'''
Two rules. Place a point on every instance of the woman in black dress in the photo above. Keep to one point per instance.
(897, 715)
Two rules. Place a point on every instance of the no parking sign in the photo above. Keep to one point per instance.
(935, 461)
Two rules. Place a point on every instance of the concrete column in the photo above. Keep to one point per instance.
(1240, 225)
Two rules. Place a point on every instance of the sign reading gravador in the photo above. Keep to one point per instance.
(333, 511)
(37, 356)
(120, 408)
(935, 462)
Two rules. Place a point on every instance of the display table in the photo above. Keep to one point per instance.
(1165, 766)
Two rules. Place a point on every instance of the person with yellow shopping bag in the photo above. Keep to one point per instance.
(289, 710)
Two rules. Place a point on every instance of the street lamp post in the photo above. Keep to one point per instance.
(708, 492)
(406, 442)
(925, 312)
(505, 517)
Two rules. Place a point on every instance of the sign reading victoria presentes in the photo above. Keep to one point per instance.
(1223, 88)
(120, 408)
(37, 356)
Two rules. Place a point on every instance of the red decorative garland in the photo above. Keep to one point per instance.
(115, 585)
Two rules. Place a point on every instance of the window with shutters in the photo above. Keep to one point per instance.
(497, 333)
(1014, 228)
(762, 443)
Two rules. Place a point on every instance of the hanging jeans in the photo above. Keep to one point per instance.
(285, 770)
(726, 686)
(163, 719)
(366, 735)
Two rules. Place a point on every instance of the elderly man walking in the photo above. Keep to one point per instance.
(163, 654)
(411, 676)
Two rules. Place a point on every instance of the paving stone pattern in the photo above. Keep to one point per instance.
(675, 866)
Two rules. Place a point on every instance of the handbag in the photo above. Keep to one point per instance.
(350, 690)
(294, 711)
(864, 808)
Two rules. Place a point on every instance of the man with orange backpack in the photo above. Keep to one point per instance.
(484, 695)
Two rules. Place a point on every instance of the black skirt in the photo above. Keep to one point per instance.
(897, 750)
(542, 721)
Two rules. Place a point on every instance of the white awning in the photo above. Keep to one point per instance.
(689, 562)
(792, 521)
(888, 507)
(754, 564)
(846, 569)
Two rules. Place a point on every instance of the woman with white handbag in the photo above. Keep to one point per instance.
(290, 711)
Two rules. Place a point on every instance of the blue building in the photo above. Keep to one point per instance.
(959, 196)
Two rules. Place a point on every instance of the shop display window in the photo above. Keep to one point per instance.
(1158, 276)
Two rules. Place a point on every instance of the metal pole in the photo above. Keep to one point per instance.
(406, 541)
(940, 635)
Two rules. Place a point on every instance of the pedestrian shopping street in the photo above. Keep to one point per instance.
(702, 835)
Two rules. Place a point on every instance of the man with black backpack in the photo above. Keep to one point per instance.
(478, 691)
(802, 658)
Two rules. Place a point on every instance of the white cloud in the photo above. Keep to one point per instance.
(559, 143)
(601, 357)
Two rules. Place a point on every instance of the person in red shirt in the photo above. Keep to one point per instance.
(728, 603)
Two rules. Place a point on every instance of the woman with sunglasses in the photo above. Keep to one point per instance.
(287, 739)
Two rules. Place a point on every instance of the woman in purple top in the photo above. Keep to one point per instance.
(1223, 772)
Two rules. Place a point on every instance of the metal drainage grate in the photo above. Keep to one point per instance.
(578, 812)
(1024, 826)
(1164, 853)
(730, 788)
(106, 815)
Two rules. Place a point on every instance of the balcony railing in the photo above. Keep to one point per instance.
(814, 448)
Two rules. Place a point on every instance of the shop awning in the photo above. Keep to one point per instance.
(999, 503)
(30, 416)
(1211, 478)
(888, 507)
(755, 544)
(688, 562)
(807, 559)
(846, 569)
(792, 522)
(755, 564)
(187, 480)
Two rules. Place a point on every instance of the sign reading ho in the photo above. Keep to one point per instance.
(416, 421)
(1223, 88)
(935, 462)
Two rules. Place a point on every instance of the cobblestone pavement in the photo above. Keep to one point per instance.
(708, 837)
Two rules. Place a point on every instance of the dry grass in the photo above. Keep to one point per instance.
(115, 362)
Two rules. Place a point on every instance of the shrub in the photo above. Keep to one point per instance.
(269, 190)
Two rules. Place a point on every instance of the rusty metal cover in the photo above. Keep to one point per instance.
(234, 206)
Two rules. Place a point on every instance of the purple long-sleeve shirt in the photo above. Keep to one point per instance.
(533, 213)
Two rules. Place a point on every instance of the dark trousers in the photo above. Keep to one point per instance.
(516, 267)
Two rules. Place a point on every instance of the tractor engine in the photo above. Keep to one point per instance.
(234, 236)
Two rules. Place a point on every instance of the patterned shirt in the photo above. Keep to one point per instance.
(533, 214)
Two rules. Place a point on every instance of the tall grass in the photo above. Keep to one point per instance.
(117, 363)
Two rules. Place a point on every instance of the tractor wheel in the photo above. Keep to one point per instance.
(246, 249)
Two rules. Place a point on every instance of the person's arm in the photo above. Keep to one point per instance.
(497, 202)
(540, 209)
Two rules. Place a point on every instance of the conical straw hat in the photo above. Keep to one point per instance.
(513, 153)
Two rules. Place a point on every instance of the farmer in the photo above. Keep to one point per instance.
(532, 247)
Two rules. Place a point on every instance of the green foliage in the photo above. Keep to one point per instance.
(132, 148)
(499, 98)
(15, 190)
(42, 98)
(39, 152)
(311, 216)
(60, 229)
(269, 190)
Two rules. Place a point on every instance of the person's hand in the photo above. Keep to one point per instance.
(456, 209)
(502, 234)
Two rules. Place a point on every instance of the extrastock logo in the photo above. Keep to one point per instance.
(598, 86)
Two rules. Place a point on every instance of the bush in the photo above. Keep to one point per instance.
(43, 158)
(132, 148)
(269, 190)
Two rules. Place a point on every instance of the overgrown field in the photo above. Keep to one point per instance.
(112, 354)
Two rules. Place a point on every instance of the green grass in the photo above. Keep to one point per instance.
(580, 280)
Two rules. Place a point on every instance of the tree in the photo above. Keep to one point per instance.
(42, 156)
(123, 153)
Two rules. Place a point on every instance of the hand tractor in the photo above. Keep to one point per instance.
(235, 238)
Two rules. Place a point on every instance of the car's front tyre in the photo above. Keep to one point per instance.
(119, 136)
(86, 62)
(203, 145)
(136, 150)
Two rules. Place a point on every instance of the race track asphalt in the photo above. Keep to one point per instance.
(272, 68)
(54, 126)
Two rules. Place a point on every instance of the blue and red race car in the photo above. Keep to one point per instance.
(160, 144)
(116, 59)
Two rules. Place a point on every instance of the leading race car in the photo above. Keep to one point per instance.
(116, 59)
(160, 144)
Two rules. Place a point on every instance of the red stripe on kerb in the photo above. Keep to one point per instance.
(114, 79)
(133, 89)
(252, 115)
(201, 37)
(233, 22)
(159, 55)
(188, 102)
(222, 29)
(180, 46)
'''
'''
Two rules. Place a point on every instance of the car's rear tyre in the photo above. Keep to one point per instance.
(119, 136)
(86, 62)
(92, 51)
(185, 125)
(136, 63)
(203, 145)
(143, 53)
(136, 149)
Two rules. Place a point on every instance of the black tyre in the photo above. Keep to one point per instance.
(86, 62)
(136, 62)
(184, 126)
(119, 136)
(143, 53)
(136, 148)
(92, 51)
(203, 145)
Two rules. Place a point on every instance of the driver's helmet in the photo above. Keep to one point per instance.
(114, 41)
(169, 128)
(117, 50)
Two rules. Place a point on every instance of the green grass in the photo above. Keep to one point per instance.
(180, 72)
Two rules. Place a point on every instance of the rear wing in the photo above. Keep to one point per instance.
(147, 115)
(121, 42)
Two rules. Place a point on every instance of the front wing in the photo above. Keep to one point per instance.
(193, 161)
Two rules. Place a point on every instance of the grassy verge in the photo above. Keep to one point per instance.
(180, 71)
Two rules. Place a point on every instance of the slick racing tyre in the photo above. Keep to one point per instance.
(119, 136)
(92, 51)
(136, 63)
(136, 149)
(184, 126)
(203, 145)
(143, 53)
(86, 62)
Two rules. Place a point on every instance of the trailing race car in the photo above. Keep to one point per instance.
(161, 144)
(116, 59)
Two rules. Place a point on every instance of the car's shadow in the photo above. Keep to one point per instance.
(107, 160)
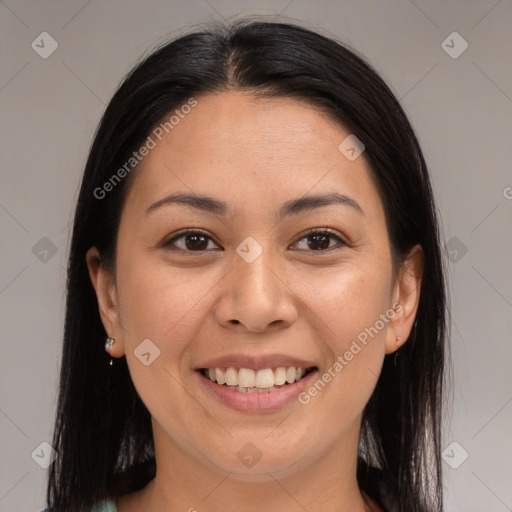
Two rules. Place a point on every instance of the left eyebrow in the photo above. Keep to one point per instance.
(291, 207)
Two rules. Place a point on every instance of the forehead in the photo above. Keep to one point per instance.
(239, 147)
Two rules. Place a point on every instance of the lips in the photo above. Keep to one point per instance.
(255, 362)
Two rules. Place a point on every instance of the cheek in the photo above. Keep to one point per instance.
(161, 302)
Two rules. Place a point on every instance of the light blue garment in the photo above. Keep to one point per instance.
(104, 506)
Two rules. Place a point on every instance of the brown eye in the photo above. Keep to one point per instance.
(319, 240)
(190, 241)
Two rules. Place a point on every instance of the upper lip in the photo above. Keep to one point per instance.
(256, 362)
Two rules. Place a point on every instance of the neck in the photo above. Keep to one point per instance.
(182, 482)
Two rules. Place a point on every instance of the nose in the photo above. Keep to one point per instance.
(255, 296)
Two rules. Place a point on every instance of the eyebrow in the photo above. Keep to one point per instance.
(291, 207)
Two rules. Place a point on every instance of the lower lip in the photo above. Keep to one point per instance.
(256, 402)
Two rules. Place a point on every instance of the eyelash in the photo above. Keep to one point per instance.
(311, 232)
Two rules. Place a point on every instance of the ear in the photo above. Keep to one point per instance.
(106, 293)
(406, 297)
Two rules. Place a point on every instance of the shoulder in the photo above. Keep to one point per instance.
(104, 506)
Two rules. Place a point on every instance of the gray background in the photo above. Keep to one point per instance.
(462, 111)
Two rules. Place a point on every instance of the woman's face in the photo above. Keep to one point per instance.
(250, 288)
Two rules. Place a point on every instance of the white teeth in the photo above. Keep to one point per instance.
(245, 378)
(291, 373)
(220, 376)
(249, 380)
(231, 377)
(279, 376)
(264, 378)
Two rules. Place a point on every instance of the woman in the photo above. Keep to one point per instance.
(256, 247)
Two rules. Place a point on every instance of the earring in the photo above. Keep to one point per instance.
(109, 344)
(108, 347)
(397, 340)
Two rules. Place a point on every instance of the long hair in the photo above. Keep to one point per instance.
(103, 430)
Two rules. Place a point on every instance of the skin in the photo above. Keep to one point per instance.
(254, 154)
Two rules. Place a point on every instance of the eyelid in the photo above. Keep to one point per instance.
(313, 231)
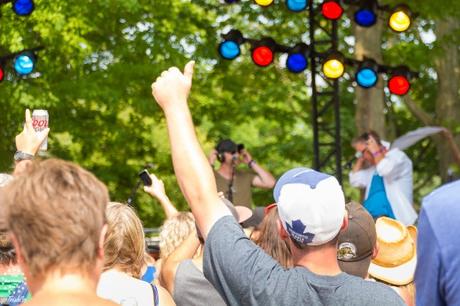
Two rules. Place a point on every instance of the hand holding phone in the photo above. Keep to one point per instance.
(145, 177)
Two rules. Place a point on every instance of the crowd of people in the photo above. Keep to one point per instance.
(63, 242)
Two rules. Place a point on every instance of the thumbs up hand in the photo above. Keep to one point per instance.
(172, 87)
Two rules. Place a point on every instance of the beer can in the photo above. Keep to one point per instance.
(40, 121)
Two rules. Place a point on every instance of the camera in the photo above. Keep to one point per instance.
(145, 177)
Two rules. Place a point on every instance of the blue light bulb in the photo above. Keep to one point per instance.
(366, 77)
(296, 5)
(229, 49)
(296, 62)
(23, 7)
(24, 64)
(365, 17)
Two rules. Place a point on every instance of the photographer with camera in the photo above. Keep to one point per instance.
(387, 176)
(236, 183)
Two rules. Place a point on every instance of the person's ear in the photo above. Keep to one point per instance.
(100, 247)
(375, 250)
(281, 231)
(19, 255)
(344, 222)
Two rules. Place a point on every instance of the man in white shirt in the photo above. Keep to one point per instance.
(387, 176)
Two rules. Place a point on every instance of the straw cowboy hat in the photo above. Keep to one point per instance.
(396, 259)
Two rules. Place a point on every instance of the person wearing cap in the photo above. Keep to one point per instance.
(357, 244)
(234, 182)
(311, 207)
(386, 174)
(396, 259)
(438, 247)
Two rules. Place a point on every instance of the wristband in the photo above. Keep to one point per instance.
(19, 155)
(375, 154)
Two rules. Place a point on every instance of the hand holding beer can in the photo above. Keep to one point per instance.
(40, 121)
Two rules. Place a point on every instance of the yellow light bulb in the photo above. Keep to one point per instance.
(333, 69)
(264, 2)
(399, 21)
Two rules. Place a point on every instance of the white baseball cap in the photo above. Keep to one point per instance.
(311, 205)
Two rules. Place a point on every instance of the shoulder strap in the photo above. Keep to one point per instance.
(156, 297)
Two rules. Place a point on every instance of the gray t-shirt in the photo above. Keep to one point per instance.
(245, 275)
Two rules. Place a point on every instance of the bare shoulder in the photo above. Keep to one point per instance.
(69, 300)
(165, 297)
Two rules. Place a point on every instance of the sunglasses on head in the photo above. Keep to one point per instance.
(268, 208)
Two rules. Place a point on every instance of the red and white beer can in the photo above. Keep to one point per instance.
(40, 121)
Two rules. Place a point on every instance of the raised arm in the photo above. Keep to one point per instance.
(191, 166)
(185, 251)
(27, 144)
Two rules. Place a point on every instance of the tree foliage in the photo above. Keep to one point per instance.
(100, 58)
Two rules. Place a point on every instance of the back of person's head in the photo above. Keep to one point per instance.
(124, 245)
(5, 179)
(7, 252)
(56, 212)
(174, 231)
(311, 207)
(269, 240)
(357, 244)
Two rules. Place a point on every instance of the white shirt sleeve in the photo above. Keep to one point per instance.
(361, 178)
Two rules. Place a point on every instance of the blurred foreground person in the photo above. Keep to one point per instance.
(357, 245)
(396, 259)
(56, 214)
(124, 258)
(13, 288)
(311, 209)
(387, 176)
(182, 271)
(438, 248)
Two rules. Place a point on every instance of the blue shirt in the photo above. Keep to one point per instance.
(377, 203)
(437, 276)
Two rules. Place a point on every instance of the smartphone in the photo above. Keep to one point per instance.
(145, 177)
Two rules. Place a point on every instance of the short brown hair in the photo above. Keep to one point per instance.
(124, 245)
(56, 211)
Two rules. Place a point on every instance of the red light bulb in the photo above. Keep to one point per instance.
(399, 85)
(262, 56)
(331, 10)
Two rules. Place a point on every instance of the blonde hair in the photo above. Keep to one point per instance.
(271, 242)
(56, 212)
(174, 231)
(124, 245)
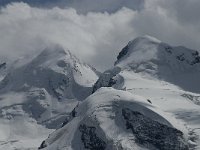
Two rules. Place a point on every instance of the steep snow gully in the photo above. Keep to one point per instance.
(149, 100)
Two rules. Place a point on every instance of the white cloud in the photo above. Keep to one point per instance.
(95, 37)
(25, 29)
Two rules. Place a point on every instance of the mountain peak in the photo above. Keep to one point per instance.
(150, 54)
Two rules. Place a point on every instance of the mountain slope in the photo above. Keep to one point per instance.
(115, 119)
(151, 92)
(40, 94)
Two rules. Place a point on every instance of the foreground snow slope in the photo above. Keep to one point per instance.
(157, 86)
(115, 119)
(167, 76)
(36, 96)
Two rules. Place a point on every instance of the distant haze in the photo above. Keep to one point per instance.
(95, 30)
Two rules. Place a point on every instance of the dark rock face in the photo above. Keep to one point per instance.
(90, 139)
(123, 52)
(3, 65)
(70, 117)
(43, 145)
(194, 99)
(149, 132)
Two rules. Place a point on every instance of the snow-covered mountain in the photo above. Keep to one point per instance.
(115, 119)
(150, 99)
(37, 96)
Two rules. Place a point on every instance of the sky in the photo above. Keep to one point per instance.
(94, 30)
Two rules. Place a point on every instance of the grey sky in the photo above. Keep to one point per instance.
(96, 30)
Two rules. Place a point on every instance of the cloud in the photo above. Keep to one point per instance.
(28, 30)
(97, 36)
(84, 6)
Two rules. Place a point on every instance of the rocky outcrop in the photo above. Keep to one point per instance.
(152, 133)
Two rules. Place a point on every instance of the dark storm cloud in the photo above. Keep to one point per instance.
'''
Format as a Markdown table, with columns headed Row and Line, the lines starting with the line containing "woman in black" and going on through the line containing "(1240, 225)", leaving out blank lines.

Response =
| Row | Line |
|---|---|
| 1 | Two rules. Place a point on every instance of the woman in black dress in the photo above. Keep to one point per instance. |
| 2 | (897, 715) |
| 3 | Two rules. Place a point on every instance of the no parking sign in the photo above. Keep to one point per instance. |
| 4 | (935, 461) |
| 5 | Two rules. Place a point on every instance of the concrete column in the photo above. Keep to one point per instance. |
| 6 | (1240, 225) |